(Brief A):
Answer these from the text about the Sage 17 sailboat:
(i) In what city and state was the boat built?
(ii) How much ballast does the keel hold?
(iii) Where in the cabin is the head located?
(Brief B):
Continue the text about the Sage 17 sailboat from its last sentence.
:: Extract to read ::
Sage 17 is a recreational keelboat built by Sage Marine in Golden, Colorado, United States beginning in 2011, and production ceased after being suspended in 2020 due to the COVID-19 pandemic.

==Design==
Sage 17 is built predominantly of carbon fiber, fiberglass with vinylester resin, with teak wood trim. The deck, coach house and transom have a balsa core.

The sailplan is a 7/8 fractional sloop with a single set of spreaders. The hull has a plumb stem, vertical transom, transom-hung kick-up rudder controlled by a tiller and an underbody with a shoal keel containing a centerboard.

Displacement is 1300 lb and carries 120 lb of ballast in the centerboard, with an additional 400 lb of ballast in the keel.

Sage 17 has a draft of 3.50 ft with the centerboard extended and 1.75 ft retracted, allowing beaching and simplifying transportation on a trailer.

The boat is normally fitted with a two horsepower outboard motor for docking and maneuvering.

The cabin has sleeping accommodation for two people with a double "V"-berth in the cabin. Interior seating is port and starboard just aft of the "V"-berth at the companionway. A head is located under the aft end of the "V"-berth.
:::
:: Available data ::
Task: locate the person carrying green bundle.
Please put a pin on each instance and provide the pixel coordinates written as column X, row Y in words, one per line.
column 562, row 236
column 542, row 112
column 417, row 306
:::
(Written answer A):
(i) Golden, Colorado
(ii) 400 lb
(iii) Under the aft end of the "V"-berth

(Written answer B):
The 98 sqft main was offered with one or two reef points. Multiple headsails were available:
- 54 sqft working jib
- 65 sqft 'lapper'
- 87 sqft genoa
- 16 sqft storm jib.
Roller reefing/furling headsail hardware was an option.

==Reception==
Sail magazine named the design one of its Best Boats of 2013, describing it as, "a pretty, seamanlike little thing that’s sure to draw admiring looks way out of proportion to its size."

In Sail magazine's 2013 review Kimball Livingston wrote, "It's easy to like this boat. Anyone looking for a pocket cruiser more or less like this little one should ask for a dance."